◆ **The exercise**
Continue the article about Danish attitudes toward Muslim immigrants, starting right after its last sentence, which ends "changed all that."

◆ **Text to read**
____

The Swiss popular vote last week to ban mosques from building minarets seems quixotic and prejudiced and faintly ridiculous. Yet, based on my experience in Scandinavia where I was seen as a Muslim, it is not at all isolated. It reflects a growing consensus in much of Europe, not about minarets, of course, but about the Muslim presence.

My friends in Denmark range from university-educated professionals to folks known as "Brians (pronounced bree-ann)," a faddish name adopted by the working class members who admired a fighter by the same name.

The skepticism towards the Muslims runs the class gamut. And a good deal of it has built up over time.

So I asked a couple friends. I have had long discussions with them about all manner of things, over pints of beer, and I wanted to know how they saw the Danish experience with Muslim immigrants.

"Personally I'm too young to remember the first immigrants coming in to the country, mainly from Turkey" wrote Simon. "At that time there was a shortage of workers. So believe it or not, we actually invited people up here."

The result was that workers from the deeply impoverished mountains of eastern Turkey immigrated in large numbers. The expectation from the Danes was that the workers would be temporary, much as the Mexican workers in the fields of California are often temporary workers, returning to their native land after building up some money.

"I think the expectation from many of the immigrants was the same -- go to Denmark, make money for a few years and then leave," said Simon, a big and friendly man with the pallor and bits of straw-blonde hair typical of the Danes.

But the economy both slowed and shifted, he said, with the result that low-end jobs became fewer, and many of the recent immigrants were left with little education and no job.

"What happened was that an even lower social caste was inserted to the Danish society. Now even the original Danes who were unemployed could pick on the unemployed immigrants. Everyone else would point to them whenever anything was wrong here in HC Andersen land," he added, using the common reference to native son Hans Christian Andersen.

Up to that point, he said, the Muslim population had not become a political focal point. It was more of a 'they are taking our jobs' kind of thing.

But the international controversy over a set of Danish cartoons depicting Muhammad changed all that.

____

◆ **Extracted information**
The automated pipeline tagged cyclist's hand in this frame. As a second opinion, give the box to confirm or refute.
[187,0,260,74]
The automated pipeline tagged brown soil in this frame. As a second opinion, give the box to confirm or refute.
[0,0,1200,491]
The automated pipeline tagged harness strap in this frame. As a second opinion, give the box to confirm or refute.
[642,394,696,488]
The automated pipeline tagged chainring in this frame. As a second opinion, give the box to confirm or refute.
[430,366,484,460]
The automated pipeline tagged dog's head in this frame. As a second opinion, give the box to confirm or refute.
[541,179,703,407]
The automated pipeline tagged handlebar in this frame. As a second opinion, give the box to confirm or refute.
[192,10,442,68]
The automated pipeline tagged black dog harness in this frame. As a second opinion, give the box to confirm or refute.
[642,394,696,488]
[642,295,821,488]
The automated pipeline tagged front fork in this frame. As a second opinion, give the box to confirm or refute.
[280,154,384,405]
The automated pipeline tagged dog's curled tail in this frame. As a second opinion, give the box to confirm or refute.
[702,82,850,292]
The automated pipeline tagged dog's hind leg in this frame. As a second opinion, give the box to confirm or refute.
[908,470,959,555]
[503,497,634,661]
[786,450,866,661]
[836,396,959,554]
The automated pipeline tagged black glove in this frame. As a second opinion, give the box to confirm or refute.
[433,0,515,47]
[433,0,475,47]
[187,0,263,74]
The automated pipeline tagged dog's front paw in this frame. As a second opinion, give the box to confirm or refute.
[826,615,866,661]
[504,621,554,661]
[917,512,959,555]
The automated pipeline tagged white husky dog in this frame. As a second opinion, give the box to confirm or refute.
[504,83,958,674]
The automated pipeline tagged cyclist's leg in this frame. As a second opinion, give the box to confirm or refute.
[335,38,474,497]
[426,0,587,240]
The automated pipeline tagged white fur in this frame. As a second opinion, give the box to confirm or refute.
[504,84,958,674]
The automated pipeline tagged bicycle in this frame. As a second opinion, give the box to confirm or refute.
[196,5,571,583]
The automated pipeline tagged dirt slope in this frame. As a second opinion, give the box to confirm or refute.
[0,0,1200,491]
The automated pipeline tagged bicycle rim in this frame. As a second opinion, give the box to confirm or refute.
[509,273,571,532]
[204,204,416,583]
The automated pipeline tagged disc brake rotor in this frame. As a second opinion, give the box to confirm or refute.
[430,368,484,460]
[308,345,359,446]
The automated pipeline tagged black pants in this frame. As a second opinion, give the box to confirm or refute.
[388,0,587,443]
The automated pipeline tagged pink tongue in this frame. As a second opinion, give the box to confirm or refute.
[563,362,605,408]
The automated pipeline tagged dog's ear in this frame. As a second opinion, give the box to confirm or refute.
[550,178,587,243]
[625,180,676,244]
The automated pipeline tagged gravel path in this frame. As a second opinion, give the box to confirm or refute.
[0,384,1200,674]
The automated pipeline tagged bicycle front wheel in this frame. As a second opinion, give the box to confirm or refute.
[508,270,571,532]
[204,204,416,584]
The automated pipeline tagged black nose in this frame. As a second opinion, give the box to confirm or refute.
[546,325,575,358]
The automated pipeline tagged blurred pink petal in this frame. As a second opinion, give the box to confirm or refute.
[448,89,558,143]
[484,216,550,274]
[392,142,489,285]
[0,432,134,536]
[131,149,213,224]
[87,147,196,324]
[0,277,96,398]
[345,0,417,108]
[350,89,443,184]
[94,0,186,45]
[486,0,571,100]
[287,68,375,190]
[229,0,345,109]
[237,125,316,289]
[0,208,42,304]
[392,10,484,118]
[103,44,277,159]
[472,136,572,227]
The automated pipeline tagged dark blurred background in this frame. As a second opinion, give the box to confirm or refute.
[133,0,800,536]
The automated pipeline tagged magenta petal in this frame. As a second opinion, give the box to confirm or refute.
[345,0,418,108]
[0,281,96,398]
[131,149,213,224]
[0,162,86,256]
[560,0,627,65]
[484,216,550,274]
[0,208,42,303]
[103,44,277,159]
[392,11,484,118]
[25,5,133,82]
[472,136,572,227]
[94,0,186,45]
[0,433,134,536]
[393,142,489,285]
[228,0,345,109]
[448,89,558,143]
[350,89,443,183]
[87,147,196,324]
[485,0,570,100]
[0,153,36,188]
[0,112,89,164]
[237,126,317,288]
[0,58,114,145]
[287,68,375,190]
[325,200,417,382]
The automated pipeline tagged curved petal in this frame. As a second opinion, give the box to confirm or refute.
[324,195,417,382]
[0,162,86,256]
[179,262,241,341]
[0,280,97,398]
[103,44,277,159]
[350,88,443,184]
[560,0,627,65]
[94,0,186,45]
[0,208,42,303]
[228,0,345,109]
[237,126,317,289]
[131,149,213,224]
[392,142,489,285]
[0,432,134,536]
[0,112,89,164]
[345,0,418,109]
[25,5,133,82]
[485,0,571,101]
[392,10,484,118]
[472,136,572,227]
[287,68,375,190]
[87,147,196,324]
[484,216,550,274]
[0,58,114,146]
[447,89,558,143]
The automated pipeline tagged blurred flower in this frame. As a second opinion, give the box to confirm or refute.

____

◆ **Exercise result**
"What got Danes who were not originally calling for all foreigners to leave to say, 'Hey wait a minute!' was when reports started showing up that a group of immigrants had actually been campaigning with the drawings around the Middle East."

That campaign resulted in riots, the burning of Danish consulates, evacuation of Danish citizens and an ongoing Middle Eastern boycott of Danish products.

In the aftermath rose an anti-immigrant party, the Dansk Folkeparti. It has hijacked the Danish flag, which has long been a festive symbol and made the flag into a symbol of traditional Danish culture with a major soupcon of nationalism.

"The Dansk Folkeparti leadership are not a bunch of village idiots, and they have gotten every possible vote out of this situation," said Simon. "They have managed to put an equal sign between Muslim and criminal, and unfortunately the governing coalition needs their votes to remain in control. So every time the coalition screws something up (which happens about every 24 hours these days), the Dansk Folkeparti bails them out -- at a price."

That price is the incremental tightening of rules that apply to immigrants. But the Muslim immigrants are partly responsible for their fate, Simon added. It is not simply a matter of bad press or national prejudice.

"They are over-represented in the crime statistics -- really they are," Simon said. "And this is starting to get to the original Danes."

"Today there are parts of Copenhagen I will not walk through -- at all. There is a gang war going on between immigrant gangs and the Danish chapter of the Hells Angels. Needless to say to anyone that has seen me, I absolutely do not look like an immigrant."